▸ **WRITTEN TASK**: Look for "bed, written as integer pixel values." in the listing below, then copy exactly the line it appears in and all lines after it to the end, and nothing more.

▸ **EXTRACTED RECORDS**:
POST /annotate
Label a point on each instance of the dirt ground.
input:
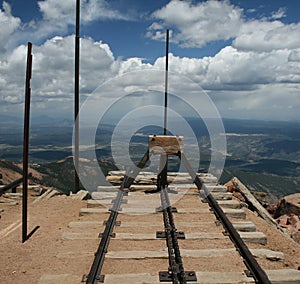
(44, 252)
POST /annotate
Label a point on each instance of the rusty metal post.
(166, 82)
(76, 94)
(26, 141)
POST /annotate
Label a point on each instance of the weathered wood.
(281, 276)
(163, 144)
(59, 279)
(262, 212)
(196, 253)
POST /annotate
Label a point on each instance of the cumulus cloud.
(9, 24)
(53, 72)
(63, 11)
(194, 25)
(257, 75)
(266, 36)
(281, 13)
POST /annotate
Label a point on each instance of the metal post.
(76, 91)
(26, 142)
(166, 82)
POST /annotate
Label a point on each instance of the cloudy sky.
(244, 54)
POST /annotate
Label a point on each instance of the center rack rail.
(165, 146)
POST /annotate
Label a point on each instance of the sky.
(244, 54)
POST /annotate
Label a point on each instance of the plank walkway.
(135, 254)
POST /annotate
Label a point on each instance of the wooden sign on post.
(162, 144)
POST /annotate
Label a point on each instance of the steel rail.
(94, 275)
(255, 269)
(175, 261)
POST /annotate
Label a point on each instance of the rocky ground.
(285, 211)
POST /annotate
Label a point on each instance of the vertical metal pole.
(76, 91)
(26, 142)
(166, 82)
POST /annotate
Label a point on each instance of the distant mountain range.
(265, 155)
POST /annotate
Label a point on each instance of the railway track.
(148, 238)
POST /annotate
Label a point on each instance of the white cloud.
(9, 24)
(281, 13)
(64, 11)
(195, 25)
(267, 36)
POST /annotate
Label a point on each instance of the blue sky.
(244, 54)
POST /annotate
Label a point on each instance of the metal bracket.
(248, 273)
(111, 210)
(117, 223)
(112, 235)
(165, 276)
(123, 201)
(159, 209)
(162, 235)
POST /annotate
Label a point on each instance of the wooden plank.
(258, 207)
(165, 144)
(234, 213)
(196, 253)
(247, 226)
(59, 279)
(254, 237)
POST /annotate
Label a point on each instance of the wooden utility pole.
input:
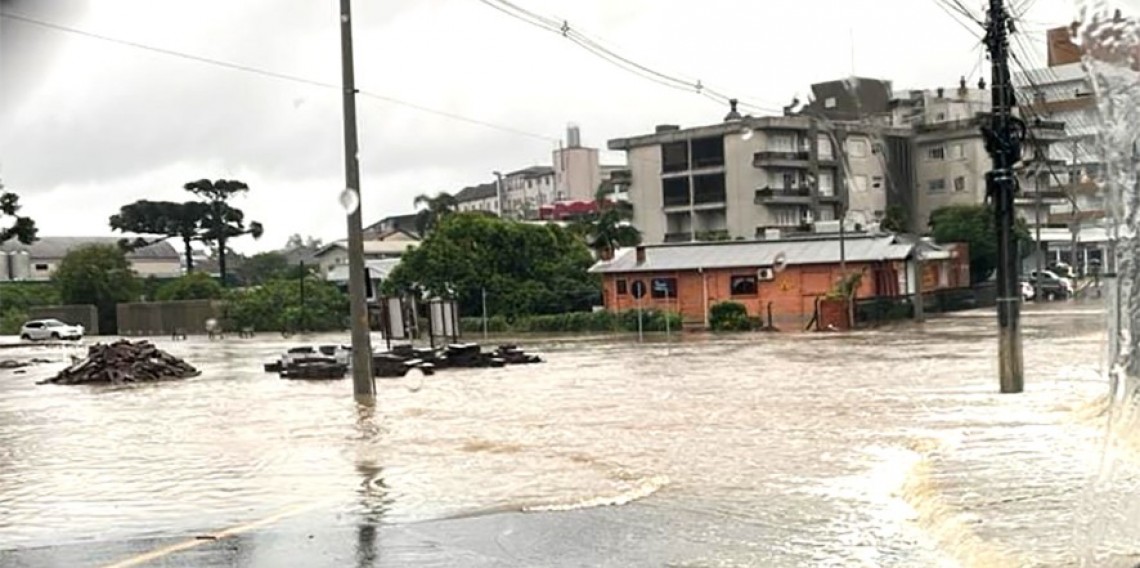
(364, 388)
(1004, 151)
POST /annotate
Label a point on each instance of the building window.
(856, 147)
(743, 285)
(827, 184)
(665, 287)
(823, 143)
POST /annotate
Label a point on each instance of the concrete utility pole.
(364, 387)
(1004, 149)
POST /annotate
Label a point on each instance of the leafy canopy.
(524, 268)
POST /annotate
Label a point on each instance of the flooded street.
(877, 448)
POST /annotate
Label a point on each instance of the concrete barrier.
(165, 318)
(84, 315)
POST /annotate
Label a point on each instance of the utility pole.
(364, 388)
(1004, 151)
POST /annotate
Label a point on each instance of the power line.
(273, 74)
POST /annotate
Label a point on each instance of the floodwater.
(876, 448)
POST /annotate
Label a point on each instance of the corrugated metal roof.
(57, 248)
(756, 253)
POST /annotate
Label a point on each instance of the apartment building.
(754, 177)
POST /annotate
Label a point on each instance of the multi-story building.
(575, 176)
(755, 177)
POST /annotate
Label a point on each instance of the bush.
(730, 316)
(278, 306)
(192, 286)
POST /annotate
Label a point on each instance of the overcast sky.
(88, 126)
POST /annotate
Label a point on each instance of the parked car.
(40, 330)
(1052, 286)
(1027, 291)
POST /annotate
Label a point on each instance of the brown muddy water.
(876, 448)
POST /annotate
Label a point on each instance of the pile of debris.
(124, 362)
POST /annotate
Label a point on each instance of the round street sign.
(637, 290)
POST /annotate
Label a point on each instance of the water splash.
(1110, 45)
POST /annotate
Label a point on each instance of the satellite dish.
(779, 262)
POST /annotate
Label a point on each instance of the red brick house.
(691, 277)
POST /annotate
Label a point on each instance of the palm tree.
(434, 210)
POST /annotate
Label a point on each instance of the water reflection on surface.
(880, 448)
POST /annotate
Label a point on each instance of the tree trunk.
(189, 254)
(221, 261)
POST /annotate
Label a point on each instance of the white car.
(40, 330)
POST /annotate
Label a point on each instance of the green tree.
(609, 228)
(974, 225)
(281, 305)
(192, 286)
(434, 210)
(263, 267)
(18, 227)
(167, 218)
(222, 221)
(524, 268)
(98, 275)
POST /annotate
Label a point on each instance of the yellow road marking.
(154, 554)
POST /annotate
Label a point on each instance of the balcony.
(781, 159)
(784, 196)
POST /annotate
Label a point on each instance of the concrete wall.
(161, 318)
(84, 315)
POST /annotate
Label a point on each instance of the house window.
(743, 285)
(827, 184)
(781, 143)
(823, 143)
(665, 287)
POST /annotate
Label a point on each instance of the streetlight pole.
(364, 387)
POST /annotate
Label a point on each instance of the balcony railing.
(760, 159)
(784, 195)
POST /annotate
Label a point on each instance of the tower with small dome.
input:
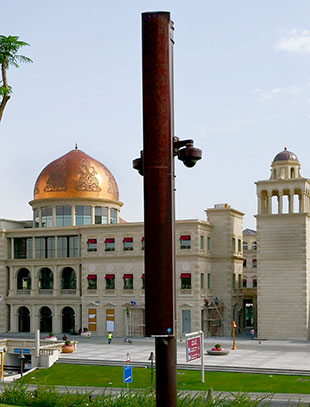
(283, 231)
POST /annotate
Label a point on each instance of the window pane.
(47, 217)
(101, 215)
(63, 215)
(209, 243)
(128, 283)
(110, 283)
(62, 246)
(92, 283)
(40, 252)
(20, 248)
(50, 247)
(82, 215)
(186, 283)
(36, 218)
(113, 216)
(202, 242)
(92, 245)
(29, 247)
(73, 246)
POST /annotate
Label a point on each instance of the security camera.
(138, 164)
(189, 155)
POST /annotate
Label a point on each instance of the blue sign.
(127, 374)
(19, 350)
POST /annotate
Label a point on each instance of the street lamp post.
(156, 164)
(21, 357)
(234, 326)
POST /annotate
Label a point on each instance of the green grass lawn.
(107, 376)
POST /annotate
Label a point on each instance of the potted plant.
(68, 347)
(217, 347)
(85, 333)
(51, 337)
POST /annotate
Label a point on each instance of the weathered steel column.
(158, 199)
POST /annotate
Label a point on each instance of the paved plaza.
(286, 355)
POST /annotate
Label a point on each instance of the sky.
(241, 91)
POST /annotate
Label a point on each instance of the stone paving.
(250, 353)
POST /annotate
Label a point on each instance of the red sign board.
(193, 348)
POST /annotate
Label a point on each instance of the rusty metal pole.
(158, 200)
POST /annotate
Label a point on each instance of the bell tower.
(283, 235)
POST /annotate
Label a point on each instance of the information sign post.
(195, 349)
(127, 375)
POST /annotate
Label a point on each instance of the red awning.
(111, 240)
(185, 237)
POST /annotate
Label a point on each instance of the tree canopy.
(9, 46)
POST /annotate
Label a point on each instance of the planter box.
(67, 348)
(86, 334)
(222, 352)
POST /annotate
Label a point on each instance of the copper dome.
(76, 175)
(285, 155)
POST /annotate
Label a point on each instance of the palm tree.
(9, 47)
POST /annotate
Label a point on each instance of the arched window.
(68, 320)
(46, 279)
(23, 279)
(292, 172)
(68, 279)
(46, 217)
(23, 319)
(46, 323)
(82, 215)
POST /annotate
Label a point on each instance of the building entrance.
(46, 323)
(68, 320)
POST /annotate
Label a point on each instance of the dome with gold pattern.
(76, 175)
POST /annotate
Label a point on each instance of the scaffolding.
(215, 322)
(135, 320)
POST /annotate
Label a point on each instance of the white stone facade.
(66, 278)
(283, 251)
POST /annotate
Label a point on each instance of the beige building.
(78, 264)
(249, 281)
(283, 235)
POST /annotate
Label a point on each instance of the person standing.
(109, 336)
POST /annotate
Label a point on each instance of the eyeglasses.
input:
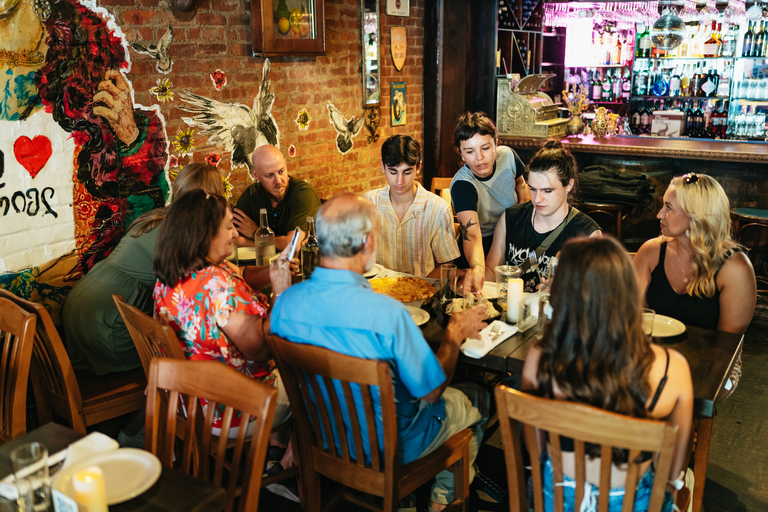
(690, 178)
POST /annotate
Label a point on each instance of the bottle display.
(310, 251)
(264, 240)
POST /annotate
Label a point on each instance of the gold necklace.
(30, 57)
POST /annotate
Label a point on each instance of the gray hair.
(343, 234)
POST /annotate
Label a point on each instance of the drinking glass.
(503, 274)
(30, 467)
(649, 316)
(447, 282)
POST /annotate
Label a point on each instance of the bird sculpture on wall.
(346, 129)
(233, 126)
(159, 51)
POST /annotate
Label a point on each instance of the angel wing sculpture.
(346, 129)
(233, 126)
(159, 51)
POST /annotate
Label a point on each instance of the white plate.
(419, 315)
(374, 271)
(665, 327)
(128, 472)
(490, 290)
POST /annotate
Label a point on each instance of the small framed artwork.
(288, 27)
(397, 103)
(398, 7)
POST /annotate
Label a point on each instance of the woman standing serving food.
(542, 225)
(694, 271)
(490, 181)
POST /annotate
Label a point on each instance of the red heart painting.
(32, 154)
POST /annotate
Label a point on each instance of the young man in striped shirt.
(417, 233)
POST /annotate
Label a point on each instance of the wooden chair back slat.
(583, 424)
(355, 420)
(17, 336)
(373, 434)
(214, 382)
(580, 469)
(337, 418)
(151, 337)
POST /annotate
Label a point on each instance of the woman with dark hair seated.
(594, 351)
(215, 314)
(96, 337)
(694, 271)
(542, 225)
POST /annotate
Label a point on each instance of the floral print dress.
(199, 306)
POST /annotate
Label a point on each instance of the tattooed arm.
(472, 240)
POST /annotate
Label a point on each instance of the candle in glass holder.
(88, 485)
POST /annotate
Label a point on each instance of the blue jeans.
(642, 496)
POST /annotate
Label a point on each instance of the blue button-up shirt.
(338, 310)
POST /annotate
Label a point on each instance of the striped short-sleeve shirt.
(420, 241)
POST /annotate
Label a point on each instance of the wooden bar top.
(630, 145)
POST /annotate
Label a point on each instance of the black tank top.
(664, 300)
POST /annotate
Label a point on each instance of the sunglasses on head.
(690, 178)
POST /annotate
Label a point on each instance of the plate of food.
(666, 327)
(374, 271)
(419, 315)
(403, 288)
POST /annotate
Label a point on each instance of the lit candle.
(89, 489)
(514, 296)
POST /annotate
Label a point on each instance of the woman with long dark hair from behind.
(594, 351)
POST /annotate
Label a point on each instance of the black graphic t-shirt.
(522, 238)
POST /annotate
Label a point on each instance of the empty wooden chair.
(152, 338)
(345, 463)
(583, 424)
(17, 336)
(79, 397)
(171, 381)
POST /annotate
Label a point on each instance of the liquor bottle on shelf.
(712, 46)
(675, 84)
(729, 42)
(749, 36)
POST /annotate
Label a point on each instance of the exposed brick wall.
(220, 37)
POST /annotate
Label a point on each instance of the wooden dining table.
(711, 356)
(172, 492)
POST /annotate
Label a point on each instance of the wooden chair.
(152, 338)
(383, 476)
(172, 380)
(584, 424)
(81, 398)
(17, 336)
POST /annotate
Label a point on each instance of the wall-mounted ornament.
(398, 46)
(233, 126)
(219, 79)
(163, 91)
(303, 119)
(398, 7)
(159, 51)
(372, 121)
(397, 103)
(346, 129)
(185, 142)
(184, 10)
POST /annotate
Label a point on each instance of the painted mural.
(79, 160)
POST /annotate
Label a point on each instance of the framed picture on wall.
(398, 7)
(397, 103)
(288, 27)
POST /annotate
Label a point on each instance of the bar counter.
(634, 146)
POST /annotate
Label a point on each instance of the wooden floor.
(737, 477)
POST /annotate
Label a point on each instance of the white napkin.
(95, 442)
(477, 348)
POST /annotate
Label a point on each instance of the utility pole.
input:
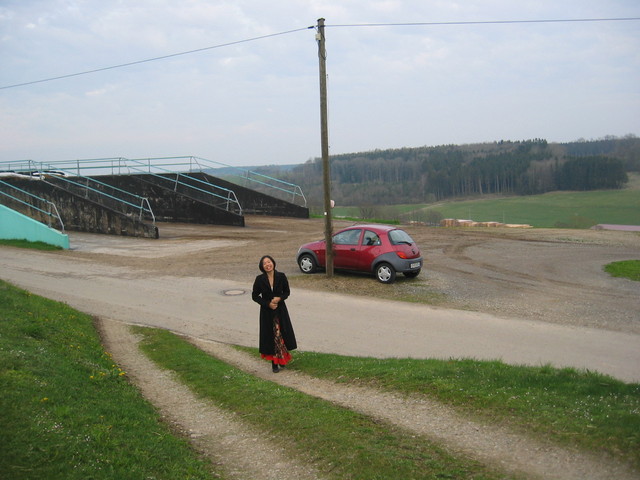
(324, 134)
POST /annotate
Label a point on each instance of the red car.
(380, 249)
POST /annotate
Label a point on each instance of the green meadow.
(550, 210)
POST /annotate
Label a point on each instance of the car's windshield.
(348, 237)
(400, 236)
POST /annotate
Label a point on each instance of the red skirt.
(281, 355)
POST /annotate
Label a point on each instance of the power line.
(112, 67)
(487, 22)
(408, 24)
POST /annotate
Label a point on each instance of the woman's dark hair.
(262, 260)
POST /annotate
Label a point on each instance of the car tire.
(385, 273)
(307, 263)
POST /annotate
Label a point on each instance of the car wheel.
(307, 263)
(385, 273)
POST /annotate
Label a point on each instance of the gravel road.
(526, 296)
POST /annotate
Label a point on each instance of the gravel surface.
(550, 276)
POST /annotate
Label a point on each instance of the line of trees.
(428, 174)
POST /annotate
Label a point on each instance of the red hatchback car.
(380, 249)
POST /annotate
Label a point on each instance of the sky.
(249, 95)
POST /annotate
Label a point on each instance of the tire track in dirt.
(493, 445)
(246, 453)
(241, 451)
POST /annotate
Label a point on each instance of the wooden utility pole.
(324, 134)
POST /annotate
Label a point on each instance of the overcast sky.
(257, 102)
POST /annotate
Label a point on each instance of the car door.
(368, 250)
(345, 248)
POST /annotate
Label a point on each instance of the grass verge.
(626, 269)
(343, 443)
(68, 412)
(582, 408)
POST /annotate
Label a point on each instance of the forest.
(429, 174)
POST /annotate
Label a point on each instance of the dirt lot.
(552, 276)
(538, 274)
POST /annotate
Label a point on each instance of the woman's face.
(267, 265)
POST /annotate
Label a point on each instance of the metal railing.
(73, 182)
(50, 213)
(180, 164)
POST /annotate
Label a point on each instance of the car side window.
(348, 237)
(370, 238)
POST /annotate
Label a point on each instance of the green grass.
(626, 269)
(343, 443)
(586, 409)
(555, 209)
(68, 412)
(28, 244)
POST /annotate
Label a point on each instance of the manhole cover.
(234, 292)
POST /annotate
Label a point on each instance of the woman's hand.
(274, 303)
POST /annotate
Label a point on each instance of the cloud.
(257, 101)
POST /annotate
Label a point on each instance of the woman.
(270, 290)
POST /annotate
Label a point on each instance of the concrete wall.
(170, 206)
(84, 215)
(256, 203)
(16, 226)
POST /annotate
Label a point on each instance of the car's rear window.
(400, 236)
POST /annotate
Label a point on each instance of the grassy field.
(556, 209)
(69, 412)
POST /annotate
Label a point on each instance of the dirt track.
(548, 276)
(545, 275)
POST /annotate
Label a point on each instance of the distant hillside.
(429, 174)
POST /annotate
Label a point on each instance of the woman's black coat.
(262, 294)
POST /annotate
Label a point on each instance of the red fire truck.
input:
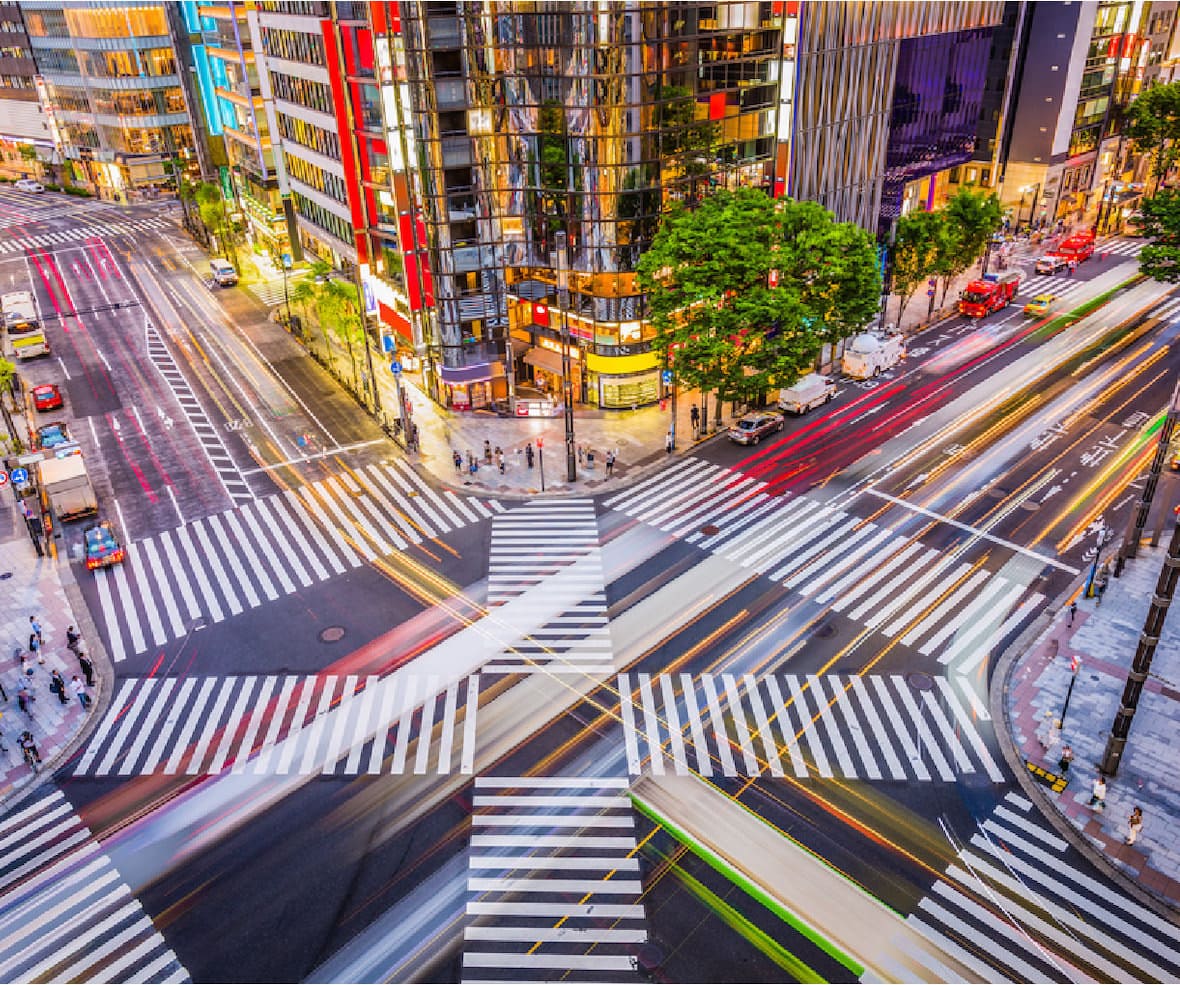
(1076, 248)
(989, 294)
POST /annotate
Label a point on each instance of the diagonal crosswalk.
(552, 544)
(71, 236)
(69, 915)
(207, 726)
(218, 566)
(554, 884)
(937, 601)
(1015, 906)
(872, 727)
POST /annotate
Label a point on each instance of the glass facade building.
(115, 90)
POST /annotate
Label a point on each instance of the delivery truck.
(66, 487)
(808, 392)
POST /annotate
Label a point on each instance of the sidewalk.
(32, 585)
(1034, 685)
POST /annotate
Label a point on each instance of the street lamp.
(563, 300)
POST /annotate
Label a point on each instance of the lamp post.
(563, 300)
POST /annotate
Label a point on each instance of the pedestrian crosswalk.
(221, 565)
(67, 914)
(71, 236)
(207, 726)
(936, 602)
(555, 891)
(552, 544)
(1016, 907)
(236, 487)
(872, 727)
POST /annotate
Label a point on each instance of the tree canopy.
(745, 289)
(1160, 220)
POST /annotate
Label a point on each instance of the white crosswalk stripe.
(203, 726)
(874, 727)
(1015, 906)
(555, 544)
(937, 602)
(69, 915)
(220, 565)
(554, 882)
(83, 232)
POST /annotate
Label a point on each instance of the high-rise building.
(25, 133)
(115, 90)
(234, 97)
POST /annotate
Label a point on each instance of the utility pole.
(1129, 547)
(1141, 664)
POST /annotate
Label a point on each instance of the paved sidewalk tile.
(32, 586)
(1105, 636)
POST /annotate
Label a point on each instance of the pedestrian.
(79, 689)
(25, 698)
(1134, 826)
(87, 668)
(58, 685)
(1067, 757)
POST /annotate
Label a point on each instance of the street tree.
(1160, 260)
(745, 289)
(1153, 124)
(971, 217)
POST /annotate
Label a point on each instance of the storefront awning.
(548, 360)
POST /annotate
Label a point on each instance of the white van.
(870, 354)
(806, 393)
(224, 275)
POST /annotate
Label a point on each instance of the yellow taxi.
(1040, 304)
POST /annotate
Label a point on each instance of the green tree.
(971, 218)
(1160, 221)
(1153, 124)
(745, 289)
(918, 243)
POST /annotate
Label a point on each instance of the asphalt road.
(807, 623)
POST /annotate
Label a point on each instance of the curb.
(997, 707)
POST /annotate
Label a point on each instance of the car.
(52, 434)
(1041, 304)
(102, 545)
(1050, 264)
(752, 428)
(47, 396)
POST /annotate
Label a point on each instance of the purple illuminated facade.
(937, 96)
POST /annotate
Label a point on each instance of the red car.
(47, 398)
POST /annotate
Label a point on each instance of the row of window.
(330, 184)
(302, 92)
(293, 45)
(321, 217)
(309, 136)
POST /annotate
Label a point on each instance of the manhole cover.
(920, 681)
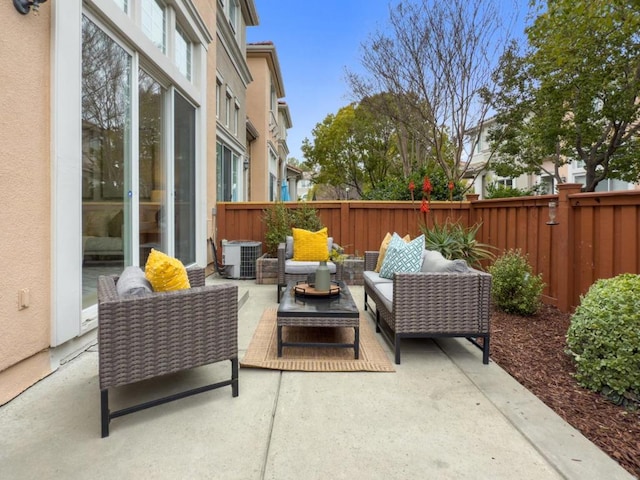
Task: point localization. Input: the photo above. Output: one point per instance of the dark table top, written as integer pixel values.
(341, 305)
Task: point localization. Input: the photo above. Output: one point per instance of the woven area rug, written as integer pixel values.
(263, 349)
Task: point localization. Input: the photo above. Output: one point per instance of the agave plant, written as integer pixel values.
(455, 241)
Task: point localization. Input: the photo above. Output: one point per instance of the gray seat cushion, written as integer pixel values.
(132, 282)
(293, 267)
(386, 294)
(288, 248)
(373, 278)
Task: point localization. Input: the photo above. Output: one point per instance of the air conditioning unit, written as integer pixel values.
(239, 258)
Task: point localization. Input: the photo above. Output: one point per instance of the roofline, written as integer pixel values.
(284, 108)
(268, 51)
(250, 13)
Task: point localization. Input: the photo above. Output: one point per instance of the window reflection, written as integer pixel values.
(185, 179)
(151, 167)
(106, 71)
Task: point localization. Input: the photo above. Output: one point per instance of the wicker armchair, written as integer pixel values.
(431, 305)
(290, 270)
(160, 333)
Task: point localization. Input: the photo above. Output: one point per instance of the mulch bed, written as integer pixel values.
(532, 350)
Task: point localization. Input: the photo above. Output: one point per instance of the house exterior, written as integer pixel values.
(268, 151)
(573, 172)
(232, 79)
(110, 134)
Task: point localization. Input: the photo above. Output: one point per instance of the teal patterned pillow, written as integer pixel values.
(402, 257)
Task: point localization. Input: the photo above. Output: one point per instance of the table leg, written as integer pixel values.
(356, 342)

▸ **EXERCISE ANSWER**:
Task: point localization. Input: the photo above. Output: one point per instance of the mulch bed, written as integer pixel values.
(532, 350)
Task: point localization. Input: the photo above. Output: one point per instance of the house exterior, written as integer pixel values.
(268, 151)
(573, 172)
(232, 79)
(110, 134)
Task: point localization. Input: the photo above. Output: one point per instance of the teal patterned pillow, written as integer pixel values.
(402, 257)
Task: point localization. Input: the photo above. Output: one point per instance of the table leg, written as integer pixel values.
(356, 342)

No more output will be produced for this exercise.